Exercises to complete:
1/ According to the weight-loss surgery article, how many studies and how many obese people did the analysis cover?
2/ From the weight-loss surgery article, reproduce word for word the passage from "Weight-loss surgery is" to "attacks and strokes.".

Text under study:
*** Begin section ***
Weight-Loss Surgery Beats Obesity Better Than Diet, Exercise

Weight-loss surgery is more effective than diet and exercise as a treatment for obesity, according to a review of health studies involving almost 800 people.

Surgery such as gastric banding, gastric bypass or sleeve gastrectomy led to on average 26 kilograms (57 pounds) more weight loss after two years than non-surgical treatment, which included diet, exercise, behavioral therapy and medicines, according to an analysis of 11 studies of 796 obese people. The research was published today in the British Medical Journal.

While the results are limited to two years’ follow-up after surgery, the analysis provides further evidence supporting medical procedures to address the obesity epidemic. At least 2.8 million people die each year from being overweight or obese, which raises risks of diabetes, heart attacks and strokes.

“This meta-analysis provides comprehensive evidence that, compared with non-surgical treatment of obesity, bariatric surgery leads to greater body weight loss,” according to the authors, led by Viktoria Gloy at the University Hospital Basel in Switzerland. “The evidence beyond two years of follow-up, in particular on adverse events, cardiovascular diseases and mortality remains unclear.”

Surgery also led to higher remission rates of type 2 diabetes, according to the review. The most common side effects were iron deficiency anemia and the need to re-operate. Another complication may be frequent diarrhea.
*** End section ***
Records supplied:
*** Begin section ***
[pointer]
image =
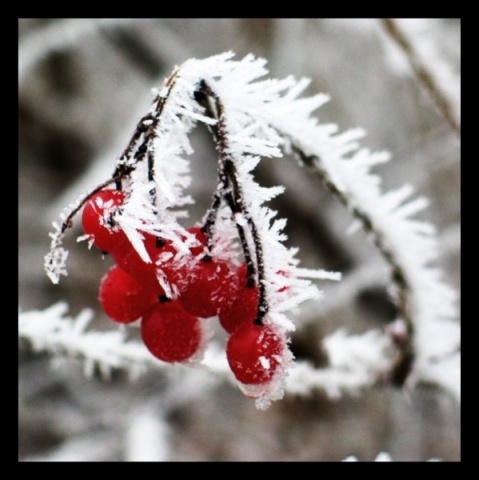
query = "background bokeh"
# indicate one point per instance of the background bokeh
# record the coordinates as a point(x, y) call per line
point(84, 83)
*** End section ***
Written answers:
1/ 11 studies of 796 obese people.

2/
Weight-loss surgery is more effective than diet and exercise as a treatment for obesity, according to a review of health studies involving almost 800 people.

Surgery such as gastric banding, gastric bypass or sleeve gastrectomy led to on average 26 kilograms (57 pounds) more weight loss after two years than non-surgical treatment, which included diet, exercise, behavioral therapy and medicines, according to an analysis of 11 studies of 796 obese people. The research was published today in the British Medical Journal.

While the results are limited to two years’ follow-up after surgery, the analysis provides further evidence supporting medical procedures to address the obesity epidemic. At least 2.8 million people die each year from being overweight or obese, which raises risks of diabetes, heart attacks and strokes.